• **REQUISITOS DA TAREFA**: Transcreva da resenha do filme o trecho que começa em "Que bom te ver" e termina em "Carvalho como cinematógrafo.".

• **TRECHO DA FONTE**:
----

Que bom te ver viva”: a guerrilha e a tortura sexual nos anos de chumbo | by Rafaella Britto | Cine Suffragette | Medium

No release disponível nos streamings as imagens estão muito bonita, valorizando ainda mais o trabalho de Carvalho como cinematógrafo.

É uma pena que as partes das entrevistas reais a qualidade caia vertiginosamente. As áreas comuns e ações corridas das mulheres estão em uma qualidade semelhante as cenas que tem Irene Ravache no centro, mas as partes mais emocionantes carecem de boa qualidade visual.

Em um dia comum, que deveria ser tranquilo para a "protagonista", ela acaba recebendo ligações preocupadas, de sua mãe e até de alguns amigos, já que saiu uma entrevista que a cita.

Dessa forma ela é um avatar, uma pessoa símbolo de uma questão maior, já que ela fala sobre as agruras que sofreu e sofre na atualidade do filme (em 1989) destacando a dificuldade que é seguir em frente, de não precisar relembrar diariamente uma página terrível de seu passado. A insistência desse trauma em retornar a sua vida é incômodo e insistente.

A personagem não foi consultada se era para republicar ou requentar uma entrevista antiga, já que o tal jornalista foi irresponsável, trazendo de volta histórias antigas. Nesse trecho ela se mostra indignada, com razão aliás, já que essa era uma merda que não precisava ser mexida e uma vez mexida, voltou a feder.

----

[Dados de apontamento baseados em imagens]
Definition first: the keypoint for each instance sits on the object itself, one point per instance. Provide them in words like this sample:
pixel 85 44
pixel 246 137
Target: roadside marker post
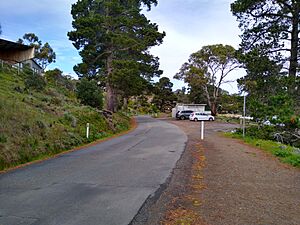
pixel 202 130
pixel 87 130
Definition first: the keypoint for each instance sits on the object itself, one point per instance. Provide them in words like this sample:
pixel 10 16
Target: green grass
pixel 36 125
pixel 285 153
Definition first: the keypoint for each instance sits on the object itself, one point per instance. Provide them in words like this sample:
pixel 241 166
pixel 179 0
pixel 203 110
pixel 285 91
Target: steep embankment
pixel 37 124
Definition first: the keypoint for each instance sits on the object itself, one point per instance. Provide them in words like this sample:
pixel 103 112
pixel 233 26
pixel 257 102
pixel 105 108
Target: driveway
pixel 103 184
pixel 222 181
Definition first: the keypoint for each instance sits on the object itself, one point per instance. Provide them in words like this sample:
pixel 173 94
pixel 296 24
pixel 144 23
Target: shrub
pixel 89 93
pixel 35 82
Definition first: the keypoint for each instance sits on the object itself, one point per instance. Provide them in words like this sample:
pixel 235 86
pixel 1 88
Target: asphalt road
pixel 103 184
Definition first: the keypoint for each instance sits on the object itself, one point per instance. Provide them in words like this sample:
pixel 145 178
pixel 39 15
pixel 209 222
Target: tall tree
pixel 44 54
pixel 208 69
pixel 113 38
pixel 272 28
pixel 164 97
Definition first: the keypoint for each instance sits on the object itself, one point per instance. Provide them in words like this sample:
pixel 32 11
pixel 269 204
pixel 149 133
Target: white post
pixel 244 119
pixel 87 130
pixel 202 130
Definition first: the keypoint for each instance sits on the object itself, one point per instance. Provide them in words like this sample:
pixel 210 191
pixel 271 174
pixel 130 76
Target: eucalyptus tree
pixel 113 38
pixel 208 69
pixel 272 28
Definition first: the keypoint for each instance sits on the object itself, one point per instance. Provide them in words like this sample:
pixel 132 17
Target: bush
pixel 35 82
pixel 89 93
pixel 260 132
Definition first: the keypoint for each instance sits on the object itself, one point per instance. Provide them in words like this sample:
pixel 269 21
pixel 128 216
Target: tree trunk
pixel 111 99
pixel 213 108
pixel 125 103
pixel 294 43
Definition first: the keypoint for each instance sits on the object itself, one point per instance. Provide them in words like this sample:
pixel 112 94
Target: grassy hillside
pixel 36 124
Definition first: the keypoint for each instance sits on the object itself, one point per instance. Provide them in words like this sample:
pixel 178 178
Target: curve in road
pixel 102 184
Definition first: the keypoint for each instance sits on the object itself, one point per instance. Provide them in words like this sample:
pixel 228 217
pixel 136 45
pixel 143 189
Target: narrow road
pixel 222 181
pixel 103 184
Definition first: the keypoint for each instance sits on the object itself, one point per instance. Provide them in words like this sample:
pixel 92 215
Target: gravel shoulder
pixel 223 181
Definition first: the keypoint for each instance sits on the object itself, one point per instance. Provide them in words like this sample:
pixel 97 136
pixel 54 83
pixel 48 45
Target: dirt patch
pixel 223 181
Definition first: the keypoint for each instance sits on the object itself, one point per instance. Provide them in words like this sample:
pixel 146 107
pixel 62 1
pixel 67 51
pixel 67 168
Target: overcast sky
pixel 189 24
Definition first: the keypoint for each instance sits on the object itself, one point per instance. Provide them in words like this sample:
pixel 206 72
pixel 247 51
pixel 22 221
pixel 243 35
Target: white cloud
pixel 190 26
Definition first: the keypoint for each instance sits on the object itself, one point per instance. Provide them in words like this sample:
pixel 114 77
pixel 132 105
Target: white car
pixel 197 116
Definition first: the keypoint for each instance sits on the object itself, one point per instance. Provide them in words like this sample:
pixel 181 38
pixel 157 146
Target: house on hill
pixel 18 55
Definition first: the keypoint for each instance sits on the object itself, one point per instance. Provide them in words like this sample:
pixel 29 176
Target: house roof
pixel 13 52
pixel 193 105
pixel 9 45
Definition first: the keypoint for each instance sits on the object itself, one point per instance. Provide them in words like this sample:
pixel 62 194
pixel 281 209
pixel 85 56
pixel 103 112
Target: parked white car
pixel 197 116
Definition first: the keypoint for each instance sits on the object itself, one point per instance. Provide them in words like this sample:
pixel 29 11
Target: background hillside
pixel 41 116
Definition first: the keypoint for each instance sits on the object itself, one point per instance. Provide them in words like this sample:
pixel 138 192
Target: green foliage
pixel 113 38
pixel 44 54
pixel 89 93
pixel 35 82
pixel 207 70
pixel 164 98
pixel 231 103
pixel 259 132
pixel 271 28
pixel 285 153
pixel 40 124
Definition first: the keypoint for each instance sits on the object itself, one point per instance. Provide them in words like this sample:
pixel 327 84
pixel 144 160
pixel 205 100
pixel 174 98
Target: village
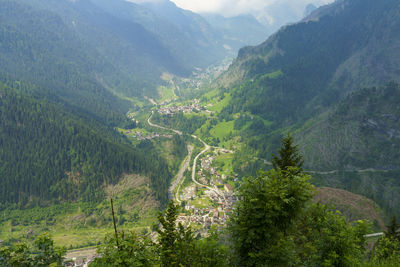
pixel 218 194
pixel 140 136
pixel 169 110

----

• **ÁREA DE RESPOSTA**:
Que bom te ver viva”: a guerrilha e a tortura sexual nos anos de chumbo | by Rafaella Britto | Cine Suffragette | Medium

No release disponível nos streamings as imagens estão muito bonita, valorizando ainda mais o trabalho de Carvalho como cinematógrafo.